> Задание 1
Перепишите без изменений строки записей, начиная со строки, содержащей «task: outline the woman with eyeglasses», и заканчивая строкой, содержащей «56 231 L 72», включительно.

==== Исходный текст

Давнее, Зайцев Борис Константинович, Год: 1960

Время на прочтение: 11 минут(ы)
Зайцев Б. К. Собрание сочинений: В 5 т.
Т. 6 (доп.). Мои современники: Воспоминания. Портреты. Мемуарные повести.
М., ‘Русская книга’, 1999.

ДАВНЕЕ

О поле, поле, кто тебя
Усеял мертвыми костями…

ЛУНАЧАРСКИЙ

Этого молодого блондина в пенсне, довольно благодушного, встретил я некогда в Петербурге, в доме знакомых: студента естественника и его жены акушерки. Сам я тоже студент, место сумрачное, где-то меж Лиговкой и Пятью Углами. Маленькая квартирка, таинственные личности, ‘явки’. Сам Ленин там бывал (но я его ни разу не встретил). Совсем нет солнечного луча в этом мире, где приятельница моего детства, друг хозяев, благоговейно наливала и подавала Ленину кофе и где сильно попахивало воздухом ‘Бесов’.

========
==== Входные данные

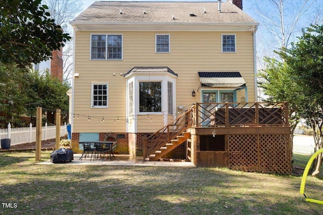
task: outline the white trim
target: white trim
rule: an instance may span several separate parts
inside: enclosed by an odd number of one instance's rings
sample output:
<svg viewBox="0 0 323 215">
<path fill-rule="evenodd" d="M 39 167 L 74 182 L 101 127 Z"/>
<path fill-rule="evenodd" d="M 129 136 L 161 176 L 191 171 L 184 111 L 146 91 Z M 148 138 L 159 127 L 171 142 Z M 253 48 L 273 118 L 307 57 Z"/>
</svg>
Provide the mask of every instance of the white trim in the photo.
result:
<svg viewBox="0 0 323 215">
<path fill-rule="evenodd" d="M 234 36 L 234 51 L 223 51 L 223 36 Z M 232 33 L 222 33 L 221 34 L 221 53 L 237 53 L 237 35 L 236 34 Z"/>
<path fill-rule="evenodd" d="M 255 102 L 258 101 L 258 89 L 257 87 L 257 54 L 256 54 L 256 32 L 258 29 L 258 26 L 256 26 L 254 27 L 253 31 L 252 32 L 252 37 L 253 42 L 253 74 L 254 77 L 254 101 Z"/>
<path fill-rule="evenodd" d="M 252 31 L 259 23 L 70 22 L 76 31 Z"/>
<path fill-rule="evenodd" d="M 168 52 L 157 52 L 157 36 L 168 36 Z M 169 54 L 171 53 L 171 34 L 155 34 L 155 54 Z"/>
<path fill-rule="evenodd" d="M 129 77 L 128 77 L 129 78 Z M 174 110 L 174 113 L 176 113 L 176 78 L 174 76 L 170 75 L 168 73 L 158 73 L 158 74 L 147 73 L 132 74 L 130 78 L 126 79 L 126 84 L 127 89 L 126 102 L 127 107 L 128 106 L 128 85 L 131 82 L 133 82 L 134 88 L 134 118 L 135 119 L 137 118 L 137 115 L 149 114 L 160 114 L 162 115 L 164 113 L 164 125 L 168 123 L 168 96 L 167 93 L 168 83 L 171 82 L 173 83 L 173 109 Z M 162 84 L 162 111 L 161 112 L 139 112 L 139 82 L 161 82 Z M 128 110 L 126 110 L 126 115 L 127 117 L 129 117 L 128 115 Z M 128 119 L 129 123 L 126 125 L 126 129 L 127 132 L 136 132 L 138 129 L 138 124 L 133 123 L 133 121 L 131 121 L 131 119 Z M 131 124 L 130 123 L 131 122 Z"/>
<path fill-rule="evenodd" d="M 106 105 L 97 105 L 94 106 L 93 105 L 93 85 L 106 85 Z M 109 106 L 109 84 L 108 82 L 91 82 L 91 108 L 108 108 Z M 102 96 L 103 96 L 102 95 Z"/>
<path fill-rule="evenodd" d="M 105 36 L 105 59 L 92 59 L 92 35 L 104 35 Z M 121 59 L 108 59 L 107 58 L 107 37 L 108 36 L 121 36 Z M 93 33 L 90 34 L 90 60 L 123 60 L 123 33 L 112 33 L 112 34 L 102 34 L 102 33 Z"/>
</svg>

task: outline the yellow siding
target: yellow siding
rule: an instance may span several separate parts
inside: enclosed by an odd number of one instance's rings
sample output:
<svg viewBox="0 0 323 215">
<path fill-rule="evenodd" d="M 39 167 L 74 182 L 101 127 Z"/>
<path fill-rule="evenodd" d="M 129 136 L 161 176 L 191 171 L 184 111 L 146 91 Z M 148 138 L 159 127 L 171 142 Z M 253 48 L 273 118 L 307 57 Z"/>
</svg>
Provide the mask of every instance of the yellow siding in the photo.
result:
<svg viewBox="0 0 323 215">
<path fill-rule="evenodd" d="M 90 60 L 90 34 L 107 33 L 123 34 L 123 59 Z M 170 34 L 170 53 L 155 53 L 156 33 Z M 75 79 L 73 112 L 84 116 L 75 118 L 74 132 L 125 132 L 126 81 L 119 74 L 134 66 L 168 66 L 178 74 L 174 89 L 176 106 L 183 106 L 185 110 L 193 103 L 200 102 L 201 89 L 197 91 L 199 71 L 240 71 L 246 82 L 248 101 L 254 102 L 252 33 L 236 33 L 237 52 L 234 53 L 221 53 L 222 33 L 232 32 L 76 31 L 75 73 L 80 76 Z M 96 82 L 109 83 L 108 108 L 91 108 L 91 83 Z M 191 96 L 193 89 L 196 92 L 195 97 Z M 238 100 L 241 96 L 239 93 Z M 97 118 L 88 121 L 87 116 Z M 103 116 L 106 118 L 101 123 Z M 120 120 L 114 123 L 118 116 Z M 145 121 L 138 124 L 138 132 L 154 131 L 164 126 L 162 119 Z"/>
</svg>

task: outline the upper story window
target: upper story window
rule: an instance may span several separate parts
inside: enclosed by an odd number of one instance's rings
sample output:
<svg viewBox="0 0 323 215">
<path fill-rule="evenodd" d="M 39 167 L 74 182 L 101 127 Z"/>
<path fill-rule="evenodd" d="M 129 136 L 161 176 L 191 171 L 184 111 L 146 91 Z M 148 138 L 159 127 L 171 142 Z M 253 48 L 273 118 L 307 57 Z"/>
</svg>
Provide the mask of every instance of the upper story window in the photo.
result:
<svg viewBox="0 0 323 215">
<path fill-rule="evenodd" d="M 107 83 L 92 84 L 92 107 L 107 107 Z"/>
<path fill-rule="evenodd" d="M 222 34 L 222 52 L 236 52 L 235 34 Z"/>
<path fill-rule="evenodd" d="M 91 59 L 122 59 L 122 35 L 92 35 Z"/>
<path fill-rule="evenodd" d="M 169 34 L 156 35 L 156 53 L 170 53 Z"/>
</svg>

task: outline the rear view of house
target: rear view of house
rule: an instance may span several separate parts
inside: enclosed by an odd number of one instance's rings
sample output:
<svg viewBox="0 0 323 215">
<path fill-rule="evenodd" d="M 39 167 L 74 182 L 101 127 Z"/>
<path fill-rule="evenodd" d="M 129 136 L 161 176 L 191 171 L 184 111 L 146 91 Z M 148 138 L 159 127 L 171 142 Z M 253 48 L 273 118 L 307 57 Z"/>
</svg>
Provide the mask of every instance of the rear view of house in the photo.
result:
<svg viewBox="0 0 323 215">
<path fill-rule="evenodd" d="M 256 101 L 258 23 L 242 0 L 220 2 L 96 2 L 71 22 L 73 150 L 111 132 L 116 153 L 142 156 L 193 104 Z"/>
</svg>

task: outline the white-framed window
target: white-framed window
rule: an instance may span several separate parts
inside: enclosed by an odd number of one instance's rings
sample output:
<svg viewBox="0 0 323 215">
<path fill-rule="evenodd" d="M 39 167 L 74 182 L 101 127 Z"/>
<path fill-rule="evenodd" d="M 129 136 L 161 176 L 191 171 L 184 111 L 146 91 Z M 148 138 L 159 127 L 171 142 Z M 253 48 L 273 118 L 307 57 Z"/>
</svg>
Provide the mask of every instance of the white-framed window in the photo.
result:
<svg viewBox="0 0 323 215">
<path fill-rule="evenodd" d="M 92 107 L 107 107 L 108 88 L 108 83 L 92 83 L 91 101 Z"/>
<path fill-rule="evenodd" d="M 236 35 L 222 34 L 222 52 L 236 52 Z"/>
<path fill-rule="evenodd" d="M 156 53 L 171 52 L 170 38 L 170 34 L 156 34 Z"/>
<path fill-rule="evenodd" d="M 122 34 L 91 34 L 91 60 L 122 60 Z"/>
<path fill-rule="evenodd" d="M 162 112 L 162 82 L 139 82 L 139 112 Z"/>
<path fill-rule="evenodd" d="M 167 82 L 167 99 L 168 114 L 173 114 L 173 83 L 171 82 Z"/>
</svg>

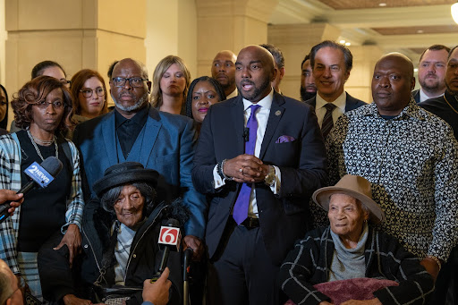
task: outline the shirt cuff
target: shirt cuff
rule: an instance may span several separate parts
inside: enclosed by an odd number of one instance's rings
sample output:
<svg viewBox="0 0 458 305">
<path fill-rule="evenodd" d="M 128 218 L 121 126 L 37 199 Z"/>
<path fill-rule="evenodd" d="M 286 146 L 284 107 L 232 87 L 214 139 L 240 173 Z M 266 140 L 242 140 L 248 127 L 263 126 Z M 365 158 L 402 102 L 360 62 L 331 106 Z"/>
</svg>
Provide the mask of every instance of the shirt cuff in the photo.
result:
<svg viewBox="0 0 458 305">
<path fill-rule="evenodd" d="M 213 185 L 215 185 L 215 190 L 217 190 L 225 184 L 225 179 L 221 179 L 221 176 L 218 174 L 217 166 L 218 165 L 216 165 L 213 168 Z"/>
<path fill-rule="evenodd" d="M 270 190 L 274 195 L 278 195 L 280 193 L 280 187 L 282 185 L 282 172 L 280 172 L 280 168 L 278 166 L 273 165 L 276 169 L 276 182 L 274 185 L 270 186 Z"/>
</svg>

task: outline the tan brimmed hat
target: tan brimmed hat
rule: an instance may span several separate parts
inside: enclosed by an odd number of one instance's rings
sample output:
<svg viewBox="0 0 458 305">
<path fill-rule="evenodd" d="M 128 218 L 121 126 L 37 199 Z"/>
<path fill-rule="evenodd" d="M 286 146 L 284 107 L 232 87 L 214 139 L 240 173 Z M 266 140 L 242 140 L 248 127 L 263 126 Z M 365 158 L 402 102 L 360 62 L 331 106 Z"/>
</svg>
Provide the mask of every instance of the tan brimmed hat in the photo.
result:
<svg viewBox="0 0 458 305">
<path fill-rule="evenodd" d="M 385 220 L 385 213 L 380 206 L 372 200 L 370 183 L 363 177 L 345 174 L 335 186 L 327 186 L 315 191 L 312 195 L 313 201 L 324 210 L 329 210 L 331 195 L 345 194 L 359 199 L 370 212 L 370 219 L 374 224 Z"/>
</svg>

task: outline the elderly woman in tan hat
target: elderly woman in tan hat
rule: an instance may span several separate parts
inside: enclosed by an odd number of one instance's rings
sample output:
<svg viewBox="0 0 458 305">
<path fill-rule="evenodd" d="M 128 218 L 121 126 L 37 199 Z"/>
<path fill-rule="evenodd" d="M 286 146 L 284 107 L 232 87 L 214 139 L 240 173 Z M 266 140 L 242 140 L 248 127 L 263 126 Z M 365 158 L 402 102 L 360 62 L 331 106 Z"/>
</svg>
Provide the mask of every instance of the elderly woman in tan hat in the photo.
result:
<svg viewBox="0 0 458 305">
<path fill-rule="evenodd" d="M 366 179 L 347 174 L 312 198 L 327 211 L 330 225 L 296 241 L 281 267 L 279 283 L 293 302 L 426 302 L 433 279 L 395 238 L 372 226 L 385 215 Z"/>
</svg>

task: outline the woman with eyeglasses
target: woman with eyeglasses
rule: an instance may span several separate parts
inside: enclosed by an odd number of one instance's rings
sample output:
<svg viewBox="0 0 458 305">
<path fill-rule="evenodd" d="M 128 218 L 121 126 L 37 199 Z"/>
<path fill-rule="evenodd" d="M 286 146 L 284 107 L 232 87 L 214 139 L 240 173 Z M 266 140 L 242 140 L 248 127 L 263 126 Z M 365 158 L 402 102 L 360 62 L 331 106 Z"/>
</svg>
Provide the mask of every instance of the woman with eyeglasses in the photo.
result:
<svg viewBox="0 0 458 305">
<path fill-rule="evenodd" d="M 94 70 L 83 69 L 72 78 L 71 87 L 73 99 L 73 119 L 81 123 L 105 114 L 107 109 L 107 94 L 105 80 Z"/>
<path fill-rule="evenodd" d="M 56 231 L 72 262 L 81 244 L 84 201 L 80 157 L 73 143 L 61 136 L 72 127 L 72 103 L 65 84 L 49 76 L 27 82 L 11 103 L 20 130 L 0 137 L 0 189 L 15 191 L 29 182 L 24 171 L 49 157 L 62 164 L 47 188 L 30 191 L 14 214 L 0 224 L 0 258 L 41 298 L 37 253 Z"/>
<path fill-rule="evenodd" d="M 41 75 L 54 77 L 61 81 L 66 88 L 70 88 L 70 80 L 67 80 L 67 73 L 65 73 L 64 68 L 59 64 L 51 60 L 46 60 L 35 64 L 30 74 L 31 80 Z M 16 124 L 16 121 L 13 120 L 10 126 L 10 132 L 16 132 L 19 130 L 20 127 Z"/>
</svg>

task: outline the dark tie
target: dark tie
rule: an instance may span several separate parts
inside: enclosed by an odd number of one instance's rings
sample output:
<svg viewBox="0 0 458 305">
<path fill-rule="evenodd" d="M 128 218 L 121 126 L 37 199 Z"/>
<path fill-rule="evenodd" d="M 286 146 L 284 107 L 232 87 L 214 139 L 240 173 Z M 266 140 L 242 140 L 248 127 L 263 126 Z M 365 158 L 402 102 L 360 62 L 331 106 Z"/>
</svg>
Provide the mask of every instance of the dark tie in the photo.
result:
<svg viewBox="0 0 458 305">
<path fill-rule="evenodd" d="M 333 111 L 335 109 L 335 105 L 333 103 L 327 103 L 324 107 L 326 108 L 326 114 L 323 118 L 323 123 L 321 124 L 321 134 L 323 134 L 323 139 L 326 140 L 329 131 L 331 131 L 334 127 Z"/>
<path fill-rule="evenodd" d="M 245 154 L 254 155 L 256 147 L 256 132 L 258 131 L 258 121 L 256 121 L 256 111 L 260 107 L 259 105 L 251 105 L 251 114 L 248 119 L 247 128 L 249 129 L 248 141 L 245 142 Z M 250 194 L 251 193 L 251 183 L 243 183 L 239 192 L 239 197 L 233 206 L 233 220 L 240 225 L 248 217 L 248 205 L 250 203 Z"/>
</svg>

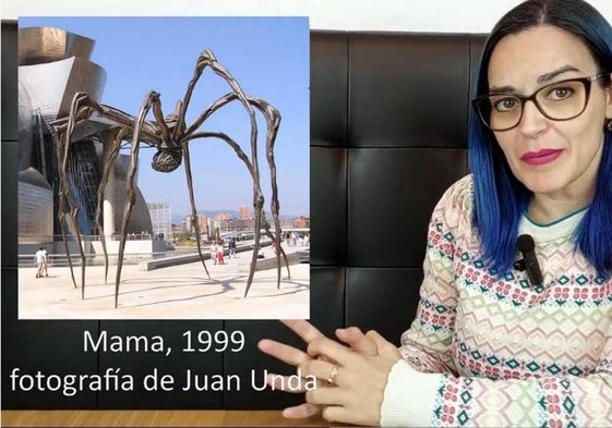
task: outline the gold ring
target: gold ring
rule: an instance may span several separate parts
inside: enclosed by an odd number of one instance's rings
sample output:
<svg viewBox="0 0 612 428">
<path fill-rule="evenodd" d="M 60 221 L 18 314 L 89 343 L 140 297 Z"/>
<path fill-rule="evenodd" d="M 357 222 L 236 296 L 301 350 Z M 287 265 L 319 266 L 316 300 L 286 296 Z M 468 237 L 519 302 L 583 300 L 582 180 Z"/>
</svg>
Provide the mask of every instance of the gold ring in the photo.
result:
<svg viewBox="0 0 612 428">
<path fill-rule="evenodd" d="M 336 378 L 338 377 L 338 366 L 332 367 L 332 374 L 327 378 L 327 383 L 336 384 Z"/>
</svg>

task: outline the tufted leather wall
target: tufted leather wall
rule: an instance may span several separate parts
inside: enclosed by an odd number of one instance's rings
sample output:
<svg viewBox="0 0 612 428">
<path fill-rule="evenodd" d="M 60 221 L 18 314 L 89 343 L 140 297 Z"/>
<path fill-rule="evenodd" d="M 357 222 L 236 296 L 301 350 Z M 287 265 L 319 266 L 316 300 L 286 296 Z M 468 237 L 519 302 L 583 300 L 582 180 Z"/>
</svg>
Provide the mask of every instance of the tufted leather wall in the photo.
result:
<svg viewBox="0 0 612 428">
<path fill-rule="evenodd" d="M 467 173 L 470 83 L 484 36 L 311 34 L 311 321 L 376 329 L 398 343 L 415 316 L 431 211 Z M 2 23 L 2 205 L 16 205 L 16 24 Z M 12 96 L 10 96 L 12 94 Z M 16 210 L 2 212 L 3 408 L 280 408 L 301 398 L 274 391 L 83 393 L 9 390 L 9 369 L 58 375 L 155 367 L 247 376 L 290 374 L 256 350 L 262 338 L 300 342 L 277 321 L 19 321 Z M 240 353 L 83 353 L 83 331 L 241 330 Z M 169 343 L 172 345 L 172 343 Z"/>
</svg>

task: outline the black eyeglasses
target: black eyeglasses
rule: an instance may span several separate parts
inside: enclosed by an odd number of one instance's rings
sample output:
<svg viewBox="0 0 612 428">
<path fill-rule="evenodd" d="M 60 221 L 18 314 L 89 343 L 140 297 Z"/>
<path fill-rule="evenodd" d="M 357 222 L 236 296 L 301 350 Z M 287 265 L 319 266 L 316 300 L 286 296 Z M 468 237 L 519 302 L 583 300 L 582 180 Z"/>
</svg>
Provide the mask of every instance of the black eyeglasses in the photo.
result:
<svg viewBox="0 0 612 428">
<path fill-rule="evenodd" d="M 518 125 L 527 101 L 533 101 L 548 119 L 568 121 L 583 114 L 589 102 L 591 83 L 605 76 L 607 73 L 601 73 L 590 77 L 555 82 L 530 96 L 512 93 L 485 94 L 472 99 L 471 103 L 482 122 L 492 131 L 508 131 Z"/>
</svg>

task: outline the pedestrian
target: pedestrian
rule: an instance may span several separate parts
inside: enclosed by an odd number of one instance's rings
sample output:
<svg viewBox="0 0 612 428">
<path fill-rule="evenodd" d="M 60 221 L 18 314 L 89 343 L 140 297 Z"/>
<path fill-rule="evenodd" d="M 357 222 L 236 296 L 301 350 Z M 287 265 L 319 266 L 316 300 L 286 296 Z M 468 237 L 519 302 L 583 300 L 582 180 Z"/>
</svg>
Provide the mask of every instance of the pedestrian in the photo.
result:
<svg viewBox="0 0 612 428">
<path fill-rule="evenodd" d="M 228 247 L 229 247 L 229 256 L 228 257 L 229 258 L 236 258 L 236 237 L 231 237 L 229 240 Z"/>
<path fill-rule="evenodd" d="M 47 249 L 41 246 L 38 248 L 36 254 L 34 255 L 34 260 L 36 262 L 36 278 L 48 277 L 47 273 Z"/>
</svg>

========

> Задание 2
Как в воспоминаниях о Луначарском поясняется, что это за мир, в котором «совсем нет солнечного луча»?

> Правильный ответ 1
task: outline the woman with eyeglasses
target: woman with eyeglasses
rule: an instance may span several separate parts
inside: enclosed by an odd number of one instance's rings
sample output:
<svg viewBox="0 0 458 305">
<path fill-rule="evenodd" d="M 128 218 L 121 126 L 37 199 Z"/>
<path fill-rule="evenodd" d="M 286 146 L 284 107 L 232 87 L 214 139 L 240 173 Z M 266 140 L 242 140 L 248 127 L 263 126 Z M 365 158 L 402 102 L 360 62 L 331 106 Z"/>
</svg>
Provide the mask of every instance of the woman with eyeglasses in the photo.
result:
<svg viewBox="0 0 458 305">
<path fill-rule="evenodd" d="M 94 70 L 83 69 L 72 78 L 71 87 L 73 99 L 73 119 L 81 123 L 105 114 L 107 109 L 107 94 L 105 80 Z"/>
<path fill-rule="evenodd" d="M 56 231 L 72 262 L 81 244 L 84 201 L 80 157 L 73 143 L 61 136 L 72 127 L 72 103 L 65 84 L 49 76 L 27 82 L 11 103 L 20 130 L 0 137 L 0 189 L 15 191 L 29 182 L 24 171 L 49 157 L 62 164 L 47 188 L 30 191 L 14 214 L 0 224 L 0 258 L 41 298 L 37 253 Z"/>

> Правильный ответ 2
Это мир, где приятельница детства автора, друг хозяев, благоговейно наливала и подавала Ленину кофе. Кроме того, там сильно попахивало воздухом «Бесов».